Your task:
Rewrite the listing below with "Place a point" changed to "Put a marker" everywhere and nothing else altered. Leave the pictures out of your answer.

Information given:
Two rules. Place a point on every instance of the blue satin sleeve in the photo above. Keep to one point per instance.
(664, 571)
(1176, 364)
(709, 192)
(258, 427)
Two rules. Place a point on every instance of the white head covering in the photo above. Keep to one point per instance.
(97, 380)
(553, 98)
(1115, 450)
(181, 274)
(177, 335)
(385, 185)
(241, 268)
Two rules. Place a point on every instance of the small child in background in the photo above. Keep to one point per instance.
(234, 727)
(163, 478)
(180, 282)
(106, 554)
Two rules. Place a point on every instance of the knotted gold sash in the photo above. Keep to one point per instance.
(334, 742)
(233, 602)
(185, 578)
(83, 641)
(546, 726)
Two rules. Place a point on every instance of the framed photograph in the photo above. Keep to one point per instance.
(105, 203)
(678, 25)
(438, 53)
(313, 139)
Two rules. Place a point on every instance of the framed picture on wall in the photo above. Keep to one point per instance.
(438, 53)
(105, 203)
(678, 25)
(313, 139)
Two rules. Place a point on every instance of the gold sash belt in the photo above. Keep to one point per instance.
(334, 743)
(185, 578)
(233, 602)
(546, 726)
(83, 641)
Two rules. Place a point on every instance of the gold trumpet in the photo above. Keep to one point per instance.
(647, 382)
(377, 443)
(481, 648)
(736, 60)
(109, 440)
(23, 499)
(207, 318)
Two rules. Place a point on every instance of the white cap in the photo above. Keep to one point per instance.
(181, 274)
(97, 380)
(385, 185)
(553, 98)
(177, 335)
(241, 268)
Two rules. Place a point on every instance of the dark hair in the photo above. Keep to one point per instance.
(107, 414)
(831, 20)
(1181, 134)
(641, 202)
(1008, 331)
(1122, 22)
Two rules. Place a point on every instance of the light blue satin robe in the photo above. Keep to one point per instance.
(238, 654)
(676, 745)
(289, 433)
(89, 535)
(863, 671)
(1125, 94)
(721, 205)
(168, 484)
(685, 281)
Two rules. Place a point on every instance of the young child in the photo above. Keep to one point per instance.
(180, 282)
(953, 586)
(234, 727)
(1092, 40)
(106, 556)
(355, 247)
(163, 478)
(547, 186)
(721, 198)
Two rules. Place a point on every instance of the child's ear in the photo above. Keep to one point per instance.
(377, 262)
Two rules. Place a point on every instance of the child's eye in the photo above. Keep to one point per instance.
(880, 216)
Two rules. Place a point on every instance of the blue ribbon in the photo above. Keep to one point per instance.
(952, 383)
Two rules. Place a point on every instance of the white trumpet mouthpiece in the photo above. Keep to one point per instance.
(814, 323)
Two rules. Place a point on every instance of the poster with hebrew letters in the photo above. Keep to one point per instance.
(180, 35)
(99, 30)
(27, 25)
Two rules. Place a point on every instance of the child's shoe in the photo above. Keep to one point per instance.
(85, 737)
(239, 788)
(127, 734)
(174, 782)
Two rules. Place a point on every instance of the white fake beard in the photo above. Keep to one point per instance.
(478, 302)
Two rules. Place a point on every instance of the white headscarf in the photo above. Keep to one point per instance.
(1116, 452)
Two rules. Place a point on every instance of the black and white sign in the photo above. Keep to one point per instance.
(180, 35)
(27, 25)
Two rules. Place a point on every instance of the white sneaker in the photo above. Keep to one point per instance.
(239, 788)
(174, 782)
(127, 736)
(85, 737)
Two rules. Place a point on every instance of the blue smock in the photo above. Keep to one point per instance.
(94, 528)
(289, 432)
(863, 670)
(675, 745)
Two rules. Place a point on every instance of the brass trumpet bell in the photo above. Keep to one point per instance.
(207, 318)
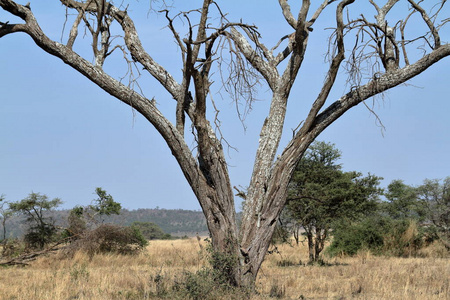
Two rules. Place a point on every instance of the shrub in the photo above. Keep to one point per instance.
(380, 235)
(110, 238)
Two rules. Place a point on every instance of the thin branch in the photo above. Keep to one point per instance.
(286, 9)
(433, 30)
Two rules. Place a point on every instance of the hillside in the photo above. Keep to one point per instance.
(177, 222)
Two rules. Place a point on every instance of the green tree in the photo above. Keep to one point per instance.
(41, 228)
(5, 213)
(402, 202)
(436, 197)
(151, 231)
(76, 222)
(105, 204)
(397, 227)
(320, 193)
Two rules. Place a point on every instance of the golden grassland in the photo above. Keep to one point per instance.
(157, 270)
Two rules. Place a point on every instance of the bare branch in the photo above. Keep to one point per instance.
(433, 30)
(333, 70)
(286, 9)
(267, 71)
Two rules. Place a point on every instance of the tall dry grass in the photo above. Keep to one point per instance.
(159, 270)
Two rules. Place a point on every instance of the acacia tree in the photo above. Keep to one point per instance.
(35, 208)
(436, 197)
(378, 45)
(320, 193)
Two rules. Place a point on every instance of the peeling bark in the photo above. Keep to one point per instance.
(206, 170)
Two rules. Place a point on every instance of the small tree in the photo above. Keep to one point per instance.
(41, 227)
(402, 202)
(375, 50)
(5, 213)
(436, 197)
(320, 193)
(105, 204)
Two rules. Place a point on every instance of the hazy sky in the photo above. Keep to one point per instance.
(63, 136)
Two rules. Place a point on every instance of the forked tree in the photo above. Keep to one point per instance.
(359, 44)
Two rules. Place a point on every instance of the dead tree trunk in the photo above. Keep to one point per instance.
(206, 168)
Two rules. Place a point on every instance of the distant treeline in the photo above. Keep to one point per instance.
(177, 222)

Output for this exercise:
Two rules. Put a marker on every instance of the blue satin sleeve in the photo above. Keep to one point per instance.
(664, 571)
(1176, 364)
(709, 192)
(258, 427)
Two rules. Put a marker on every instance of the white head covering in the photo above. Keep to one point per instance.
(97, 380)
(553, 98)
(1115, 450)
(181, 274)
(177, 335)
(385, 185)
(241, 268)
Two rules. Put a marker on every instance of the small child in background in the photo above. Keep to one point per instance.
(234, 727)
(163, 478)
(180, 282)
(106, 554)
Two rules. Put a marker on every instance of the knotted gold sash in the photo above. Keep to one point per instance.
(334, 742)
(233, 602)
(185, 578)
(83, 641)
(546, 726)
Two rules. Put a marker on every instance of the framed photograph in the photo above. Keep to one point per instance.
(105, 203)
(678, 25)
(438, 53)
(313, 139)
Two rules. Put a marker on every instance of the framed picture on wall in the photo above. Keep to one point per instance.
(438, 53)
(105, 203)
(678, 25)
(313, 139)
Two rules. Put a marker on every instance of the gold sash belt in the photo above. Keep to one point per instance.
(334, 743)
(185, 578)
(233, 602)
(546, 726)
(83, 641)
Two rules. Put a marker on every instance of the gold trumpet in the photo above. Keep to one point per instance.
(647, 382)
(377, 443)
(481, 648)
(736, 60)
(109, 440)
(23, 499)
(207, 318)
Two rules. Put a marker on every instance of the white cap in the photo above. Keep to one point per instance.
(181, 274)
(97, 380)
(385, 185)
(553, 98)
(177, 335)
(241, 268)
Two rules. Put a marker on every instance of the dark hair in the photo above. Keep to one point per instance.
(107, 414)
(831, 20)
(1181, 134)
(641, 202)
(1008, 331)
(1122, 22)
Two rules. Put a marker on every instance of the light blue satin robe in the photo above. Keep to one point per instance.
(238, 654)
(676, 745)
(289, 433)
(89, 535)
(863, 671)
(1125, 94)
(721, 205)
(168, 484)
(685, 281)
Two rules. Put a marker on every instance of the young child in the photo above. Keep to one point per instance.
(180, 282)
(953, 586)
(234, 727)
(1092, 40)
(106, 556)
(355, 247)
(163, 478)
(547, 186)
(721, 198)
Two rules. Put a marker on every instance of the child's ear in the photo above. Keep to one point per instance.
(377, 262)
Two rules. Put a marker on every instance of the child's eye in the photo above. Keep to one point per instance.
(880, 216)
Two rules. Put a marker on every instance of the blue ribbon in the photo above. Keep to one point per instance.
(952, 383)
Two rules. Put a marker on every instance of the white trumpet mouthpiece in the photo above. Keep to one point per instance.
(814, 323)
Two rules. Put a marker on every instance of the poster with hebrew letters in the photo above. Keep to one point per instance.
(180, 35)
(99, 30)
(27, 25)
Two rules. Put a marker on every instance of the child's shoe in the photo above. Keep to one point per instance.
(85, 737)
(239, 788)
(127, 734)
(174, 782)
Two rules. Put a marker on every instance of the white fake beard in the photo above. Keep to one point per instance.
(478, 302)
Two rules. Put a marker on every instance of the white headscarf in the photo above. Keep to one point per instance.
(1116, 452)
Two rules. Put a marker on every instance of the black and white sign in the photo above. Keep to one point per instance.
(180, 35)
(27, 25)
Two rules. Put a marker on every instance of the white sneaker in the photo above. Keep to one point per instance.
(239, 788)
(174, 782)
(127, 736)
(85, 737)
Two rules. Put a marker on every instance of the blue smock in the photo above. Keep to one point per instance.
(94, 528)
(289, 432)
(863, 670)
(675, 745)
Two rules. Put a marker on every instance of the brass trumpet bell in the photo above. Keep to one point per instance.
(207, 318)
Two rules. Put a marker on every instance of the shrub in the photo above. Keep to one point per instance.
(380, 235)
(110, 238)
Two rules. Put a marker on every instance of the thin branch in the photo above. Keep to one point per instance.
(286, 9)
(433, 30)
Two rules. Put a marker on every instance of the hillside in the photo above. Keep to one point per instance.
(177, 222)
Two rules. Put a marker on every instance of the green tree in the photo above. Keep to one point per instance.
(41, 228)
(5, 213)
(402, 202)
(436, 197)
(151, 231)
(76, 222)
(105, 204)
(397, 227)
(320, 193)
Two rules. Put a marker on every instance of the golden grassland in the photo above. Keep to one point per instance.
(157, 270)
Two rules. Put a marker on every instance of the bare branch in the photo above. Keep to one point per instance.
(433, 30)
(333, 70)
(286, 9)
(267, 71)
Two rules. Put a marker on every instance of the tall dry grass in the photo above. Keep to one point per instance.
(159, 270)
Two rules. Put a marker on every instance of the acacia tree in the photo above. Keep to one point per instance.
(35, 208)
(436, 197)
(378, 45)
(320, 193)
Two rules. Put a marker on every instance of the peeling bark in the photo above. Keep to one point per instance.
(206, 170)
Two rules. Put a marker on every instance of the small tree in the photo above. Keep to one point per instance.
(41, 227)
(402, 202)
(375, 50)
(5, 213)
(436, 197)
(320, 193)
(105, 204)
Two rules. Put a marker on every instance of the hazy sky in the photo above. Keep to one point per instance.
(63, 136)
Two rules. Put a marker on every instance of the forked tree in the photo above. Keep to one point per instance.
(359, 44)
Two rules. Put a marker on every instance of the dead tree trunk in the photo above. Keep to one point per instance.
(206, 168)
Two rules. Put a marker on every instance of the distant treeline in the photo above. Keep to one point per instance.
(177, 222)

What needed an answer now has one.